:: Exercise brief ::
The entries are to be returned exactly, with images left out.

-- start Task material --

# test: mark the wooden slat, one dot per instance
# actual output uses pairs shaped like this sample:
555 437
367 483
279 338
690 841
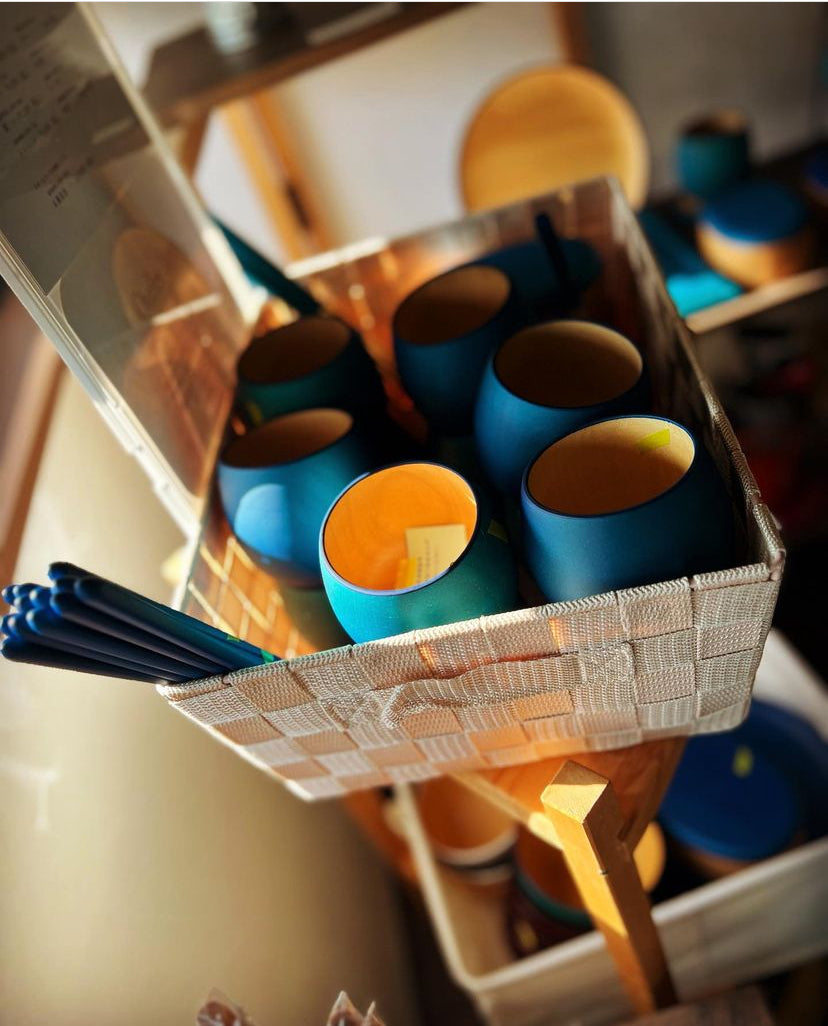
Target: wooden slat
189 77
639 777
588 820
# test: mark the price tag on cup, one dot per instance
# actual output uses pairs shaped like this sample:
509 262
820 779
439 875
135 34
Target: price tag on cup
429 551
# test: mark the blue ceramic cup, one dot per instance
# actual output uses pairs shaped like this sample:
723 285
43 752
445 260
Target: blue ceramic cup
412 546
277 481
713 153
444 331
624 502
312 362
545 382
537 283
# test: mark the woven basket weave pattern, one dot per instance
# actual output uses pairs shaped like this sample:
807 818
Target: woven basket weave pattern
674 658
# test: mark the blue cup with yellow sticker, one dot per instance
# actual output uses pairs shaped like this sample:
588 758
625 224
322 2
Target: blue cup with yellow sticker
277 481
314 361
444 331
713 153
624 502
412 546
545 382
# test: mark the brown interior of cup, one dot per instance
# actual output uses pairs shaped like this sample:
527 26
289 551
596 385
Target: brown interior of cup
545 866
567 364
724 122
451 305
287 438
364 536
293 351
610 466
455 818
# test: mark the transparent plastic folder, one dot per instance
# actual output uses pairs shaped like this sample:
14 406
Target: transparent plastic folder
105 243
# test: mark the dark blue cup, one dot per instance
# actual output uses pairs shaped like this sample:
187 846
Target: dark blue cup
277 481
624 502
537 283
713 153
547 381
444 331
312 362
412 546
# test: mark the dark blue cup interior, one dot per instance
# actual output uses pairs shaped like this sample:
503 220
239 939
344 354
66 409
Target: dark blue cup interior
713 154
537 284
444 331
312 362
277 481
547 381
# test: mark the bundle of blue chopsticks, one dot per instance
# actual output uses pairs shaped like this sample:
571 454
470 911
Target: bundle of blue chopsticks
83 622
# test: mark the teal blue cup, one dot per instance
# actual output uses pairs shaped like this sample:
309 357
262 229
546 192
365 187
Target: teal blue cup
312 362
547 381
537 283
624 502
412 546
713 154
277 481
444 331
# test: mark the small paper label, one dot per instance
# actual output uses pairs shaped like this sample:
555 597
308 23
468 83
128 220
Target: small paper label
430 551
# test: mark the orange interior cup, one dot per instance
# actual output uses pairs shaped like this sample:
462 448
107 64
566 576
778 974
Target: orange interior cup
459 823
364 537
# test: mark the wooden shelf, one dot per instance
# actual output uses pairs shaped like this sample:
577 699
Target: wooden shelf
758 300
189 76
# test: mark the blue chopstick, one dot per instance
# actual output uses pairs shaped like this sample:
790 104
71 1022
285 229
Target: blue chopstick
54 630
71 608
18 650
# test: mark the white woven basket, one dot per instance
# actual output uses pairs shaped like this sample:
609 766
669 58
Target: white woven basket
673 658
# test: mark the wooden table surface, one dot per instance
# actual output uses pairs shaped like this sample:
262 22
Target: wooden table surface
189 76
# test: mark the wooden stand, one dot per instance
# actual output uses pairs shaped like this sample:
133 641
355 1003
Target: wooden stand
595 810
587 818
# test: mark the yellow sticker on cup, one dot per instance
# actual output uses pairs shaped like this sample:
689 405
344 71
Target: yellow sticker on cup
658 439
430 550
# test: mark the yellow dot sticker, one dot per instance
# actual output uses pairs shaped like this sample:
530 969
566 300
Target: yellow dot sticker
658 439
743 761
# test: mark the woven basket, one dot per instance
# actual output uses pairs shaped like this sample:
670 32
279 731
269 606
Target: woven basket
673 658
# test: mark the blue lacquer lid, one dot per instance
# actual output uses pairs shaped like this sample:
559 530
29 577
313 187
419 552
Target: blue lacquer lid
731 797
756 211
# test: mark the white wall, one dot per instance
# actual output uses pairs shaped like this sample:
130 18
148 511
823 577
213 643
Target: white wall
381 129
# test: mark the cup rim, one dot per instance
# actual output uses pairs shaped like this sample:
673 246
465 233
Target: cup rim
326 564
242 378
528 497
510 294
721 122
258 468
549 405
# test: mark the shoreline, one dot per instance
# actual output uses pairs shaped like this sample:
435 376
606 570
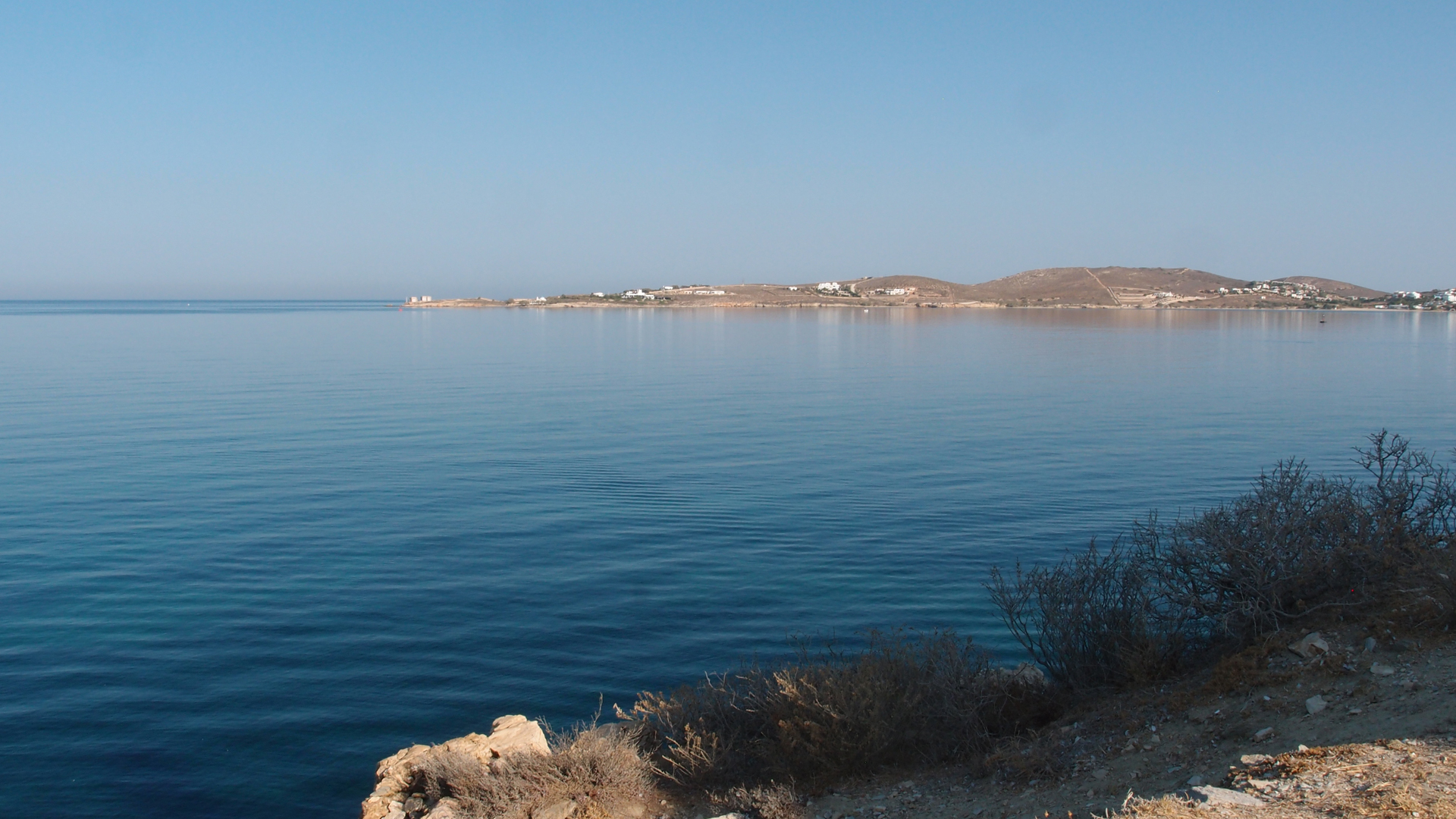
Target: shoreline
488 303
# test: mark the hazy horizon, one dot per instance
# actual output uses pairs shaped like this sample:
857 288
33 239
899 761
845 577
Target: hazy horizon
375 150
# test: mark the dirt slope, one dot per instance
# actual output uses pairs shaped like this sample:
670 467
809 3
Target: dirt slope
1381 745
1107 286
1334 287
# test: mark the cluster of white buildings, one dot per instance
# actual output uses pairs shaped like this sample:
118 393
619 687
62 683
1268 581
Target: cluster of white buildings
1291 289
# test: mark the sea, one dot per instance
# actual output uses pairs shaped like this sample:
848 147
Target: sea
249 548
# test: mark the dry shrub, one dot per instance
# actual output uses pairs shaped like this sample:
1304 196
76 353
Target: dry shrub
1021 758
832 714
1247 668
1293 550
767 802
599 768
1092 620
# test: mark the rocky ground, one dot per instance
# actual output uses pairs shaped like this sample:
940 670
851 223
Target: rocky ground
1340 723
1359 727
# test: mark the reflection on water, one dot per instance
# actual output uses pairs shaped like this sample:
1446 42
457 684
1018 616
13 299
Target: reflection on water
253 548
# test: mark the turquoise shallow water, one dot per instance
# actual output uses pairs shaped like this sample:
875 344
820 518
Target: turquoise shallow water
249 548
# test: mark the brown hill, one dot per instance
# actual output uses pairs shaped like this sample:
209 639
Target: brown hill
924 286
1110 286
1334 287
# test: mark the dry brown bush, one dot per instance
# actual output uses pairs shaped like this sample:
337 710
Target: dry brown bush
1294 550
599 768
832 714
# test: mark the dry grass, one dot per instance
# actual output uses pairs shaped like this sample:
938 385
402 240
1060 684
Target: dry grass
1385 780
1293 551
599 768
832 714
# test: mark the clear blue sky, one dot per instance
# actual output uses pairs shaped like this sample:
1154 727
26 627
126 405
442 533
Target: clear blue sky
460 149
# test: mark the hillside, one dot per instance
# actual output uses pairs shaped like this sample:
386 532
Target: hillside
1106 286
1335 287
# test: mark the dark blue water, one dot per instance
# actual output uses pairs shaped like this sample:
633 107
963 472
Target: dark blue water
249 548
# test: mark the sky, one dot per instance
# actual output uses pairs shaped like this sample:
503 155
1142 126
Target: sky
335 150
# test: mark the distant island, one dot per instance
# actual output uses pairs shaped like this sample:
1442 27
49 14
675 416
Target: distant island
1049 287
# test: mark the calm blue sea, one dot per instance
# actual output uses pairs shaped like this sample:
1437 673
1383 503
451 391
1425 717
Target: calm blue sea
249 548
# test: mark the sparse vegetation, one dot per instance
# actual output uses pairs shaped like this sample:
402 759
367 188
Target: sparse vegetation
1220 591
1294 548
830 714
598 768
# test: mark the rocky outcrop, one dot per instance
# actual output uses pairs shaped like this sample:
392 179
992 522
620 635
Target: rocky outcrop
395 774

-- end Task material --

:: Answer below ::
# test: mark the wooden slat, one dot per instance
# actual output uses pairs shaped like this sample:
555 437
367 483
279 338
690 841
Target: wooden slat
189 77
639 777
588 820
# test: mark the price tag on cup, one dot per instance
# actual output uses pairs shaped like this sample:
509 262
820 779
439 875
135 34
Target: price tag on cup
429 551
# test: mark the blue ceramic cup, one dot per instance
# actual output uses pairs shaped like this sample:
723 285
43 752
445 260
Target: blue ceramic cup
412 546
277 481
713 153
444 331
624 502
312 362
545 382
537 283
# test: mark the woven basket weave pattern, one dot per instance
# actual output uses pairs shaped like this sample:
807 818
Target: woven basket weave pattern
674 658
# test: mark the blue cup with yellow sticker, one dot per instance
# actual output uses pairs shaped like this sample:
588 758
625 224
322 2
Target: blue cup with yellow sticker
277 481
314 361
444 331
713 153
624 502
412 546
545 382
# test: mark the brown interior of cup, one dot per instance
# actual output uses pairs shaped like this sample:
527 26
289 551
596 385
Target: brown interior of cup
545 866
567 364
724 122
451 305
287 438
364 536
293 351
610 466
455 818
# test: mark the transparent plastic folder, one dot per instance
# actual output uses pairs shaped like this sample:
14 406
Target: transparent plastic folder
105 243
# test: mark the dark blue cup, one dot per instance
# actual output uses pairs shaped like this sample:
187 846
Target: dark blue cup
277 481
624 502
537 283
713 153
547 381
444 331
312 362
412 546
# test: mark the dark blue cup interior, one dot per instance
# actual output uses pairs shaped like this sample:
503 220
239 939
344 354
66 409
Target: dark blue cup interior
713 154
537 284
444 331
312 362
277 481
547 381
# test: mark the bundle of blue chopsticks, one dot per instance
# actual output uses pairs shaped like this sample:
571 454
470 911
Target: bundle of blue chopsticks
83 622
# test: mark the teal blue cup, one dot per instance
# actual output uses pairs shaped like this sample:
309 357
262 229
546 192
365 187
Target: teal blue cup
312 362
547 381
537 283
624 502
412 546
713 154
277 481
444 331
# test: mark the small paper label, one dot per instance
# actual output uses pairs shaped like this sample:
555 597
308 23
468 83
128 220
Target: small paper label
430 551
# test: mark the orange interior cup, one dot per instance
# actual output uses pairs shaped like this sample:
462 448
107 64
566 576
778 974
Target: orange interior cup
459 823
364 537
# test: mark the wooden shelf, one dot per instance
# actual output uses pairs shaped like this sample:
577 699
Target: wooden shelf
758 300
189 76
# test: mark the blue chopstick, one dot per instance
# actual output uses pairs shaped like this sample:
790 104
71 1022
285 229
Target: blue chopstick
54 630
71 608
18 650
# test: mark the white woven basket, one dot per instance
# actual output uses pairs shaped like this sample:
609 766
669 58
Target: white woven basket
673 658
# test: mark the wooden table surface, one dot per instance
# actual output uses pairs shaped like this sample:
262 22
Target: wooden table surface
189 76
# test: mark the wooden stand, one dot per instance
# actual output uses pairs shaped like this sample:
133 641
355 1003
Target: wooden stand
595 810
587 818
# test: mark the yellow sticker on cup, one dot per instance
# actual output uses pairs shaped like this sample:
689 405
344 71
Target: yellow sticker on cup
658 439
430 550
# test: mark the yellow dot sticker, one dot per instance
# actual output uses pairs shaped like this sample:
530 969
566 300
Target: yellow dot sticker
658 439
743 761
# test: mark the woven basket, one dot per instance
# actual output uses pairs shaped like this sample:
670 32
279 731
269 606
Target: woven basket
673 658
# test: mark the blue lacquer lid, one dot per instance
# actual output uses pairs shaped like this sample:
559 530
29 577
313 187
419 552
Target: blue lacquer lid
731 797
756 211
# test: mark the white wall, one dot per instance
# actual output uses pairs shaped like this sample:
130 18
148 511
823 577
213 643
Target: white wall
381 129
# test: mark the cup rim, one dot per instance
# actual output uses pairs shaped like this sample:
673 246
465 233
Target: cup rim
326 564
242 378
528 497
510 294
721 122
258 468
549 405
# test: mark the shoreline, one dot per instance
# actual output uses pairs shaped like this sample:
435 376
606 570
Target: shoreline
488 303
# test: mark the hazy horizon, one dot per instance
# actual output uses pairs shaped like this sample:
857 288
33 239
899 761
845 577
Target: hazy horizon
375 150
# test: mark the dirt slope, one dot per instance
# actual output uses pairs shaped like this sample:
670 467
809 3
Target: dirt slope
1381 745
1107 286
1334 287
# test: mark the cluster of white buildings, one dot per instance
# actual output uses pairs shaped like this sample:
118 393
619 687
62 683
1268 581
Target: cluster of white buildings
1291 289
# test: mark the sea, one dot per instance
# actual output uses pairs shaped like this sample:
848 147
Target: sea
249 548
# test: mark the dry shrub, one dot per instance
# actual output uses pairs shaped like this sample:
1304 196
76 353
Target: dry shrub
1021 758
832 714
1247 668
1293 550
767 802
599 768
1092 620
# test: mark the rocky ground, one dot per instance
# actual output uses pairs shaped like this sample:
940 670
851 223
Target: rocky ground
1340 723
1359 727
# test: mark the reflection on water, one dot per instance
# actual output uses pairs shaped like this sample:
1446 42
457 684
1018 616
13 299
Target: reflection on water
253 548
# test: mark the turquoise shallow water, one dot per instance
# actual output uses pairs shaped like this sample:
875 344
820 518
Target: turquoise shallow water
249 548
# test: mark the brown hill, one dot per instance
# actual output uses pairs shaped like this sample:
209 639
Target: brown hill
924 286
1110 286
1334 287
# test: mark the dry brown bush, one dot per instance
# actual output uses pairs shaped like this sample:
337 710
Target: dry brown bush
1294 550
599 768
832 714
# test: mark the dry grass, one dot per instance
# actual output uses pairs shaped like this sample:
938 385
402 240
1060 684
Target: dry grass
1385 780
1293 551
599 768
832 714
# test: mark the clear blue sky, one dot per instance
# actual output uses pairs shaped like this sample:
1154 727
26 627
126 405
442 533
Target: clear blue sky
460 149
# test: mark the hillside, one dot per instance
# actual output uses pairs shaped like this sample:
386 532
Target: hillside
1106 286
1335 287
# test: mark the dark blue water, one dot per instance
# actual output uses pairs shaped like this sample:
633 107
963 472
Target: dark blue water
249 548
# test: mark the sky, one dot per instance
# actual output uses pairs shaped like this sample:
503 155
1142 126
Target: sky
335 150
# test: mark the distant island, one dot per instance
# actual output uses pairs shaped like this sample:
1442 27
49 14
675 416
Target: distant island
1049 287
# test: mark the calm blue sea, one dot per instance
# actual output uses pairs shaped like this sample:
1437 673
1383 503
451 391
1425 717
Target: calm blue sea
249 548
# test: mark the sparse vegetation, one dot per instance
# actual output uses pairs shaped like this sample:
402 759
367 188
Target: sparse vegetation
1220 591
1294 548
830 714
598 768
# test: mark the rocky outcrop, one dot per instance
# actual output uses pairs shaped like this sample:
392 179
992 522
620 635
Target: rocky outcrop
395 774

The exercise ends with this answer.